*Текст для чтения*.
--*--

Я дрался за Украину - Антон Василенко
Шрифт:
Интервал:
Закладка:
На Крещение я лежал в одном селе, название сейчас не вспомню, в хате у одной женщины. Муж этой женщины был на фронте, она куда-то ушла, в хате со мной была старая бабушка. Вдруг слышим — москали приехали в село. Бабушка плачет: «О Боже, Боже! Москали!» А я всегда был спокоен — убьют, так убьют. Говорю бабушке, что надо делать. А матраса на кровати не было — была солома. Отгребла бабушка солому, я ложусь на доски возле нее, она меня соломой накрывает, и так лежим. А большевики приехали крест спилить — в каждом селе были кресты на символических могилах. Я говорю бабушке: «Только не паникуйте! Как зайдут в хату, дайте им что-нибудь выпить и все!» И тут один москаль открывает дверь, голову просунул к нам:
— Че, бабушка, больная?
— Ой, буду умирать, дети.
— Не умре-е-ешь!
Закрыл дверь. Видите — я как будто должен был выжить!
Скрывался я до марта 1945 года. В селе Оглядове 13 марта 1945 года была облава, девушка-медсестра услышала вечером выстрелы, пошла узнать, ее поймали, она не показала, где я. Они меня сами нашли в хате, допрашивали, били, потом привезли под тюрьму в Лопатин, «стрибок» (боец «истребительного батальона» — прим. А.И.) меня караулил, я сидел на земле. Вышел начальник тюрьмы, спрашивает конвойного:
— Чего он сидит?

--*--

*Строки данных*.

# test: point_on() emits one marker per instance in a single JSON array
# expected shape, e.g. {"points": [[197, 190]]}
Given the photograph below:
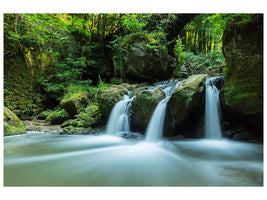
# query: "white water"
{"points": [[42, 159], [154, 130], [118, 121], [212, 111]]}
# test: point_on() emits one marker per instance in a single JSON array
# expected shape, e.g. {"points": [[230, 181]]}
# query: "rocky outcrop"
{"points": [[108, 98], [242, 93], [12, 124], [74, 105], [142, 58], [143, 106], [57, 116], [185, 107]]}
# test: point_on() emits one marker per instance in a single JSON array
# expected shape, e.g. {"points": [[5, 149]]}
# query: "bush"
{"points": [[204, 63], [180, 56]]}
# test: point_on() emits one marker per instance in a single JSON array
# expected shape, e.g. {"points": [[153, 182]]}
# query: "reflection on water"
{"points": [[45, 159]]}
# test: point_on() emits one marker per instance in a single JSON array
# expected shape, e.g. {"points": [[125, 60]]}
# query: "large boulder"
{"points": [[242, 93], [141, 58], [143, 106], [12, 124], [74, 104], [108, 98], [57, 116], [185, 107]]}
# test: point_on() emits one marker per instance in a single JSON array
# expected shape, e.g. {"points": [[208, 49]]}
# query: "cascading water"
{"points": [[212, 110], [155, 127], [118, 120]]}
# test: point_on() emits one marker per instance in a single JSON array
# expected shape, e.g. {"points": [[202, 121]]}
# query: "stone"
{"points": [[186, 106], [12, 124], [142, 58], [143, 106], [242, 93], [58, 116], [74, 104], [108, 98]]}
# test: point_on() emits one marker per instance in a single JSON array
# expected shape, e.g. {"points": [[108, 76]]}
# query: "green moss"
{"points": [[77, 130], [12, 124], [57, 116]]}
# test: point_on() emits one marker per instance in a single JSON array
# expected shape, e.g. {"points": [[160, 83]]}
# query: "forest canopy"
{"points": [[52, 53]]}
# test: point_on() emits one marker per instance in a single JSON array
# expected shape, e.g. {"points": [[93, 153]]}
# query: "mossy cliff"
{"points": [[186, 106], [242, 93], [143, 106], [12, 124], [142, 57]]}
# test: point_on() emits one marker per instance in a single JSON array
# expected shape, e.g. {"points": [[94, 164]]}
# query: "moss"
{"points": [[58, 116], [108, 98], [186, 99], [143, 106], [77, 130], [12, 124]]}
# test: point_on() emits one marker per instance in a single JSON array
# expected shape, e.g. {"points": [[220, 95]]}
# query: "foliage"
{"points": [[210, 63], [180, 55]]}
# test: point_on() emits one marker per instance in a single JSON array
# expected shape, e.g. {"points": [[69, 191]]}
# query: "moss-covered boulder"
{"points": [[12, 124], [142, 57], [143, 106], [185, 107], [90, 117], [57, 116], [108, 98], [74, 104], [242, 93]]}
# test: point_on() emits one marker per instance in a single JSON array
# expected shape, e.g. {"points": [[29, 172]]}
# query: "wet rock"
{"points": [[143, 106], [142, 58], [58, 117], [74, 105], [186, 106], [242, 93], [244, 136], [108, 98], [229, 133], [12, 124]]}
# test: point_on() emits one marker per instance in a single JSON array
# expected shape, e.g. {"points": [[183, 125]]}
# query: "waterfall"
{"points": [[118, 120], [154, 130], [212, 110]]}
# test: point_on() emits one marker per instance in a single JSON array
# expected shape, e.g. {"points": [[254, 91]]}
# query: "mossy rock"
{"points": [[143, 106], [75, 104], [186, 105], [108, 98], [58, 117], [242, 93], [73, 130], [91, 117], [142, 57], [12, 124]]}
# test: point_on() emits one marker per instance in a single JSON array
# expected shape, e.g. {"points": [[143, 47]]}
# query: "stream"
{"points": [[48, 159]]}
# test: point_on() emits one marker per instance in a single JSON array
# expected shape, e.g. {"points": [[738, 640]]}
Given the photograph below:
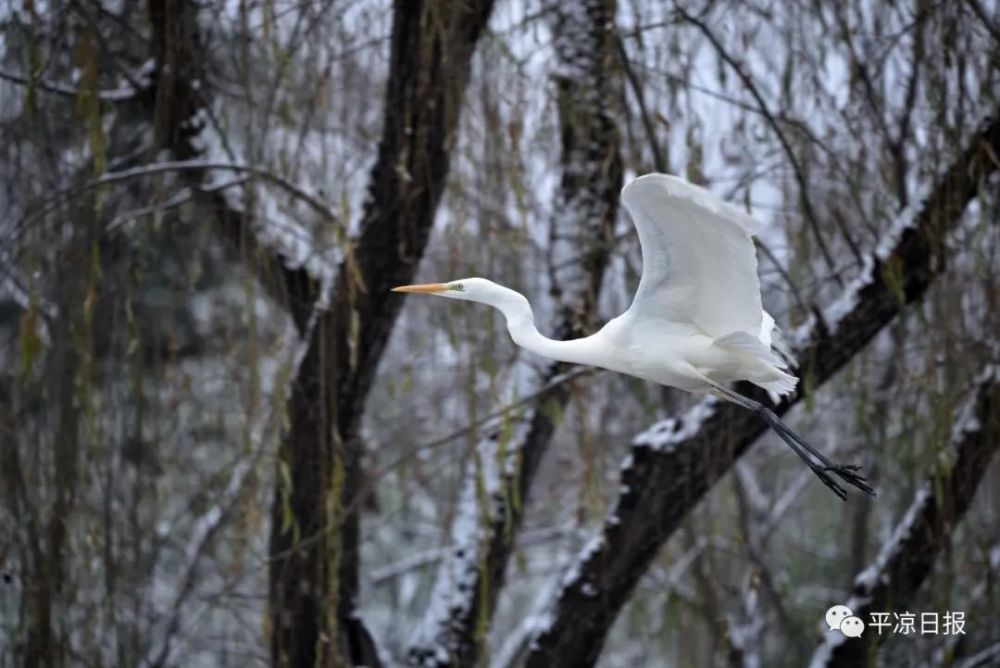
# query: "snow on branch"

--*--

*Порядок работы*.
Продублируйте целиком и без единого изменения текст для чтения, приведенный выше.

*Решение задания*.
Я дрался за Украину - Антон Василенко
Шрифт:
Интервал:
Закладка:
На Крещение я лежал в одном селе, название сейчас не вспомню, в хате у одной женщины. Муж этой женщины был на фронте, она куда-то ушла, в хате со мной была старая бабушка. Вдруг слышим — москали приехали в село. Бабушка плачет: «О Боже, Боже! Москали!» А я всегда был спокоен — убьют, так убьют. Говорю бабушке, что надо делать. А матраса на кровати не было — была солома. Отгребла бабушка солому, я ложусь на доски возле нее, она меня соломой накрывает, и так лежим. А большевики приехали крест спилить — в каждом селе были кресты на символических могилах. Я говорю бабушке: «Только не паникуйте! Как зайдут в хату, дайте им что-нибудь выпить и все!» И тут один москаль открывает дверь, голову просунул к нам:
— Че, бабушка, больная?
— Ой, буду умирать, дети.
— Не умре-е-ешь!
Закрыл дверь. Видите — я как будто должен был выжить!
Скрывался я до марта 1945 года. В селе Оглядове 13 марта 1945 года была облава, девушка-медсестра услышала вечером выстрелы, пошла узнать, ее поймали, она не показала, где я. Они меня сами нашли в хате, допрашивали, били, потом привезли под тюрьму в Лопатин, «стрибок» (боец «истребительного батальона» — прим. А.И.) меня караулил, я сидел на земле. Вышел начальник тюрьмы, спрашивает конвойного:
— Чего он сидит?